EXTRACT PROVIDED:
--------------------------------

The world has grown old in sin, and has now more than ever begun to trifle with it, either as a necessity which cannot be cured, or a partial aberration from good order which will rectify itself ere long. It is this tampering with evil, this refusal to see sin as God sees it, as the law declares it, and as the story of our race has revealed it, that has in all ages been the root of error, and of wide departure from the faith once delivered to the saints. Admit the evil of sin, with all its eternal consequences, and you are shut up to a divine way of dealing with it. Deny the evil of sin, and the future results of that evil, and you may deny the whole revelation of God, set aside the cross, and abrogate the law.
"By the law is the knowledge of sin." Therefore the connection between sin and law must be maintained, both in condemnation and in pardon. God's interposition in behalf of man must be a confirmation, not a relaxation of the law; for law cannot change, even as God cannot change or deny Himself.
Favor to the sinner must also be favor to the law. Favor to the sinner which would simply establish law, or leave its sanctities untouched, would be much; but favor to him which would deepen its foundations, and render it more venerable, more awful than before, is unspeakably higher and surer. Even so has it been. Law has not suffered at the hands of love, nor love been cramped and frozen by law. Both have had full scope, fuller scope than if man had never fallen.
I know that love is not law, and that law is not love. In law, properly, no love inheres. It is like the balance which knows not whether it be gold or iron that is laid upon it. Yet in that combination of the judicial and the paternal, which God's way of salvation exhibits, law has become the source and vehicle of love, and love law's upholder and honourer; so that even in this sense and aspect "love is the fulfilling of the law."(1)

--------------------------------

ENTRIES PROVIDED:
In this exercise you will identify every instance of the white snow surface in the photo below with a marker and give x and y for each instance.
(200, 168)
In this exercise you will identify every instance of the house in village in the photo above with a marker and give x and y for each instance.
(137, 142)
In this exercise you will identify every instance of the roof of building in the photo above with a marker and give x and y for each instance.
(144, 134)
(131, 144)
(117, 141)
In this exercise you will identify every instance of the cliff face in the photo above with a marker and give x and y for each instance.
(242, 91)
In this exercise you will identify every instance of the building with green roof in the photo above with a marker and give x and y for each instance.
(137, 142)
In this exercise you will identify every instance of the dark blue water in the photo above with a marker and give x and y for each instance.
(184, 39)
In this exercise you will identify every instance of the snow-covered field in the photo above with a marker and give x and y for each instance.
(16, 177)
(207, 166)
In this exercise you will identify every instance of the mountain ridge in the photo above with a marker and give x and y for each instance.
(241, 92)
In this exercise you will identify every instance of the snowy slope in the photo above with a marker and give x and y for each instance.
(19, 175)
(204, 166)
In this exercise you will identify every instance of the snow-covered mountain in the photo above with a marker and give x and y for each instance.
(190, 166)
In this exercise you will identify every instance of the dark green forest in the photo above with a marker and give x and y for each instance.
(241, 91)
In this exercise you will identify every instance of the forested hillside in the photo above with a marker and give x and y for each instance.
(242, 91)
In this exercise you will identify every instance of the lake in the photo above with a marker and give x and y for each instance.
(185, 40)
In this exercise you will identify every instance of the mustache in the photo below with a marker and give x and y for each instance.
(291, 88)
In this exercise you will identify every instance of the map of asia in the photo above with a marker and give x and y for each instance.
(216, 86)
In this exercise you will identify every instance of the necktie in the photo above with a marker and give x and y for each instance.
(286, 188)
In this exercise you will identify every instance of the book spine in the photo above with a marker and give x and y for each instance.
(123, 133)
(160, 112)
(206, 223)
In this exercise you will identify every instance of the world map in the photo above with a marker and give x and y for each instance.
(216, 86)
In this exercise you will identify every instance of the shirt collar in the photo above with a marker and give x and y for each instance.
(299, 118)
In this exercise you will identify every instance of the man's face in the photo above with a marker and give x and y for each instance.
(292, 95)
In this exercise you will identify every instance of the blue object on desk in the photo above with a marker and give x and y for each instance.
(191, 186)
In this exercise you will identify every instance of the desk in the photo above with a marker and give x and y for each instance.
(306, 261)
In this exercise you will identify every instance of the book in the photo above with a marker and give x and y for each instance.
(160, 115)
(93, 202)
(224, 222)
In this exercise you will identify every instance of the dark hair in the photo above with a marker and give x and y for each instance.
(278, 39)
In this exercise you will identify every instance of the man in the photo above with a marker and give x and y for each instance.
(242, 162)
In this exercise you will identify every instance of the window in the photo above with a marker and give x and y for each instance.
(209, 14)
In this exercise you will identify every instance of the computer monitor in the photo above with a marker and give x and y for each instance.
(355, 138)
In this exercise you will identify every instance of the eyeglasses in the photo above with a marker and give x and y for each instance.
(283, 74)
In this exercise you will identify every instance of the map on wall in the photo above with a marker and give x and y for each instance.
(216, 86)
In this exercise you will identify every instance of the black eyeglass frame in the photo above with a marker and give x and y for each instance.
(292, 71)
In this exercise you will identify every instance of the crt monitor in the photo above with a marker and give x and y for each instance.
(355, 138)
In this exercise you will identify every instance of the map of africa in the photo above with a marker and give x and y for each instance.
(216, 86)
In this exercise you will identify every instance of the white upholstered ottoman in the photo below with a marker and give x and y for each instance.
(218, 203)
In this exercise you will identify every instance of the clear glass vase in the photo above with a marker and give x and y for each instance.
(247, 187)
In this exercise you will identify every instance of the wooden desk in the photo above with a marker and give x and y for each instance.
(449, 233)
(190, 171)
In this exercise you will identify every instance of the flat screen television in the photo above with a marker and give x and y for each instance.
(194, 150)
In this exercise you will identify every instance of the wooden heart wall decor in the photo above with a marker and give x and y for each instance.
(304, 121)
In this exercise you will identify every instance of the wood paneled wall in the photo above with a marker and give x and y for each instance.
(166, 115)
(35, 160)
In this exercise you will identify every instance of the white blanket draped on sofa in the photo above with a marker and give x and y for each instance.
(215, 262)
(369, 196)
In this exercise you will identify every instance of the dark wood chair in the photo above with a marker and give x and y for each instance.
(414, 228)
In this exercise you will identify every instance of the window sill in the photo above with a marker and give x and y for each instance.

--------------------------------

WHAT TO DO:
1. In the passage on sin and law, what is law likened to?
2. Set down, word for word, the part of the passage on sin and law that opens with the words containing "The world has" and closes with "abrogate the law.".
Rely only on the passage on sin and law, not on the listing.

RESULTS FOR EACH TASK:
1. A balance that does not know whether gold or iron is laid on it.

2.
The world has grown old in sin, and has now more than ever begun to trifle with it, either as a necessity which cannot be cured, or a partial aberration from good order which will rectify itself ere long. It is this tampering with evil, this refusal to see sin as God sees it, as the law declares it, and as the story of our race has revealed it, that has in all ages been the root of error, and of wide departure from the faith once delivered to the saints. Admit the evil of sin, with all its eternal consequences, and you are shut up to a divine way of dealing with it. Deny the evil of sin, and the future results of that evil, and you may deny the whole revelation of God, set aside the cross, and abrogate the law.